JOINT BASE SAN ANTONIO-RANDOLPH, Texas –
A retired Air Force chaplain
extolled the contributions and sacrifices of all of America’s service members
last week as the 560th Flying Training Squadron again paid homage to the Air
Force fighter pilots who endured the horrors of prisoner-of-war camps during
the Vietnam War.
Retired
Col. Robert Certain’s address during a wreath-laying ceremony at Joint Base San
Antonio-Randolph’s Missing Man Monument was one of the highlights of the 43rd
annual Freedom Flyer Reunion March 4.
The
event also included the 19th annual POW/MIA Symposium, which featured the moving
stories of Air Force pilots who were imprisoned in North Vietnam, a “missing
man” formation flyover with four T-38Cs during the wreath-laying ceremony and
the 196th Freedom Flight, a way of honoring former POW pilots with a “fini”
flight that maintains the tradition of celebrating the final flight a pilot
makes during a tour.
Certain,
who was imprisoned along with two other aircrew members for 101 days in Hanoi
after their B-52 was shot down Dec. 18, 1972, by surface-to-air missiles over
North Vietnam, remembered Don Rissi, Bobby Thomas and Walter Ferguson, the aircrew
members who did not survive the attack.
+ + +
### [QUESTIONS ON THE MATERIAL]
1/ Decide whether each statement below agrees with the Freedom Flyer Reunion article, answering yes or no and quoting the words from the article that settle it. (a) The reunion held March 4 was the 43rd annual one. (b) The "missing man" flyover used four T-38Cs. (c) Certain spent his 101 days of imprisonment alone.
2/ Please output the stretch of the Freedom Flyer Reunion article from "JOINT BASE SAN ANTONIO-RANDOLPH, Texas" through "the Vietnam War.".

(Stored data)
+ + +
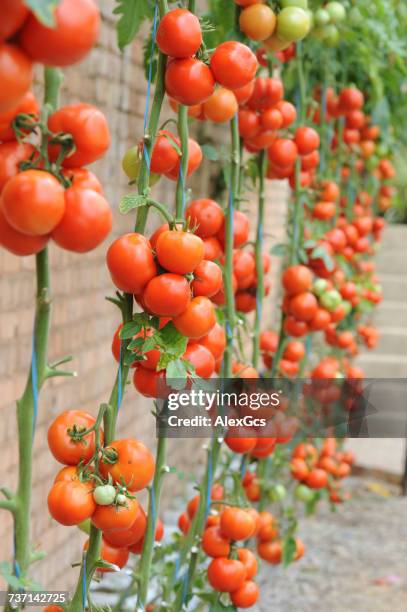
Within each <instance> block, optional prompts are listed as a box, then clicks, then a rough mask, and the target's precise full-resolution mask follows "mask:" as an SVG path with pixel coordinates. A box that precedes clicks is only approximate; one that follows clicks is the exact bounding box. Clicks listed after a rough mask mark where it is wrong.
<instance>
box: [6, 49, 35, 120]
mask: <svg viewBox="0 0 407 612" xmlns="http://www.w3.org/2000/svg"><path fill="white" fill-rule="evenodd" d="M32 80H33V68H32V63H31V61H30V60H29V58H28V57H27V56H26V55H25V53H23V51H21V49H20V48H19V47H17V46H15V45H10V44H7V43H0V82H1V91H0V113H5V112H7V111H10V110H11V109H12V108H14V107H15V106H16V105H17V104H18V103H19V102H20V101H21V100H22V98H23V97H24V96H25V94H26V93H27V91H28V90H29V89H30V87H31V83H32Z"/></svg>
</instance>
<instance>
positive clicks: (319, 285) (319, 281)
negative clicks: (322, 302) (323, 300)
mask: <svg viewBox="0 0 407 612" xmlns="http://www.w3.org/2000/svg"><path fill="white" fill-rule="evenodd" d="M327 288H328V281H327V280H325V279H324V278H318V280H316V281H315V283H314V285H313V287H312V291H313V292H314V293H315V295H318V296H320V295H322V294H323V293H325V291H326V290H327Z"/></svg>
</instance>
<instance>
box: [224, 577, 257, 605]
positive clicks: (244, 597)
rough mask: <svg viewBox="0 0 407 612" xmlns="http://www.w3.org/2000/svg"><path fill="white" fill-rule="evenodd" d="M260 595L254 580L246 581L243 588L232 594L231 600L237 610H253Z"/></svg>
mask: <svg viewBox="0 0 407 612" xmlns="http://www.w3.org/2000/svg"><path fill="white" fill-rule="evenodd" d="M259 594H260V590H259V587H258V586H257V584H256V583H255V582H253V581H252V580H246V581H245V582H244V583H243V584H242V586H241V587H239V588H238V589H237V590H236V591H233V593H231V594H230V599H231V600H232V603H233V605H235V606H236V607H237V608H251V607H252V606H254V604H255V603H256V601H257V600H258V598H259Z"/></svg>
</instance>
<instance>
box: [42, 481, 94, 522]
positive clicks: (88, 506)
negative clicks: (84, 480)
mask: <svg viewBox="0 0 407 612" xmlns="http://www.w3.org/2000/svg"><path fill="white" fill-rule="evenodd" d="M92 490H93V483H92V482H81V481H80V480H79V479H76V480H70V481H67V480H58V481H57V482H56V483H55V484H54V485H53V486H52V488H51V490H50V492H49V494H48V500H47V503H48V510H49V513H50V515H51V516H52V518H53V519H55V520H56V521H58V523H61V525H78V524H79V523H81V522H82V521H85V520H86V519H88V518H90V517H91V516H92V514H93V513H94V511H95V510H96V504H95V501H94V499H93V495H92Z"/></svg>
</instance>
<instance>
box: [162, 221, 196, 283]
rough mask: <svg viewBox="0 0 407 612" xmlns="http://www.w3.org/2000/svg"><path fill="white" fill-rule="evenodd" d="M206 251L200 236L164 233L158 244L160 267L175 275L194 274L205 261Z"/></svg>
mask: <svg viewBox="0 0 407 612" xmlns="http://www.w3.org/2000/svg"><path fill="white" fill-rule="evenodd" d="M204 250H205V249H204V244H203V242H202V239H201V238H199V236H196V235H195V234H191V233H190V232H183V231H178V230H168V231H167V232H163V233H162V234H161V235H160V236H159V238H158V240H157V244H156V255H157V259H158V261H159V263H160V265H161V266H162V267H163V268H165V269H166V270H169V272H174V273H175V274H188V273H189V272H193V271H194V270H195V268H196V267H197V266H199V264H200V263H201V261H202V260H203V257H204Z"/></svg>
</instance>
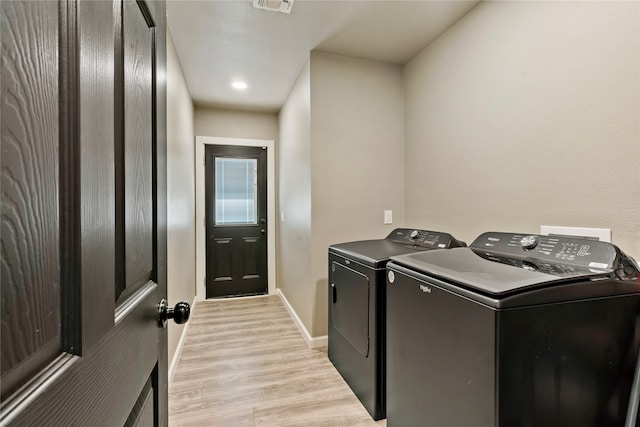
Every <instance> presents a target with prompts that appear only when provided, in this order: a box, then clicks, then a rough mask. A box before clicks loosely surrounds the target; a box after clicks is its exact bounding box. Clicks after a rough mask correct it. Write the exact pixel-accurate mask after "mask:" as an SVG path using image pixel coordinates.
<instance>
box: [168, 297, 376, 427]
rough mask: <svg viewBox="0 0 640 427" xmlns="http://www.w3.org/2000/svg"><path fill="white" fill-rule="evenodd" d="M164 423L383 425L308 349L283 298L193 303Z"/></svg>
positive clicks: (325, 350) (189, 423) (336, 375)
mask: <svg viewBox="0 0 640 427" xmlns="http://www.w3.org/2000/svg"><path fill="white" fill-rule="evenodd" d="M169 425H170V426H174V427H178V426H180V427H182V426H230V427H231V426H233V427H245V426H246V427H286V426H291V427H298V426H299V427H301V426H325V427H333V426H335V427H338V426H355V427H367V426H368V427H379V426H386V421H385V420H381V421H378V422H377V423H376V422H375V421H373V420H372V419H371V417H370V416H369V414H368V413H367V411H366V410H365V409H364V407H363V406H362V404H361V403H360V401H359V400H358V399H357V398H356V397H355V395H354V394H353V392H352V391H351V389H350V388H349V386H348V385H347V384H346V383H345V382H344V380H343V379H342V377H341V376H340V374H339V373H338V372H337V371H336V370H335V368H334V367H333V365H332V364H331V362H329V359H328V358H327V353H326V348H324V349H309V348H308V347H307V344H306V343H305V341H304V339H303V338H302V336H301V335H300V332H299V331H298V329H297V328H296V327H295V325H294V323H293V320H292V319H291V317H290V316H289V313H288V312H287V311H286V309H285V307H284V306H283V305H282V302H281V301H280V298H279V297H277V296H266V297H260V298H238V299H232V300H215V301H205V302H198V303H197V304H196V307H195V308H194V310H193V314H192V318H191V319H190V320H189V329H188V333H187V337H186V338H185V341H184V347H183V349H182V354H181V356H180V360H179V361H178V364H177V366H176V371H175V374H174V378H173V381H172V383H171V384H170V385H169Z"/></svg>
+ + +
### [ANSWERS FOR THE TASKS]
1/
(a) Yes: "the 43rd annual Freedom Flyer Reunion March 4"
(b) Yes: "a “missing man” formation flyover with four T-38Cs"
(c) No: "imprisoned along with two other aircrew members for 101 days"

2/
JOINT BASE SAN ANTONIO-RANDOLPH, Texas –
A retired Air Force chaplain
extolled the contributions and sacrifices of all of America’s service members
last week as the 560th Flying Training Squadron again paid homage to the Air
Force fighter pilots who endured the horrors of prisoner-of-war camps during
the Vietnam War.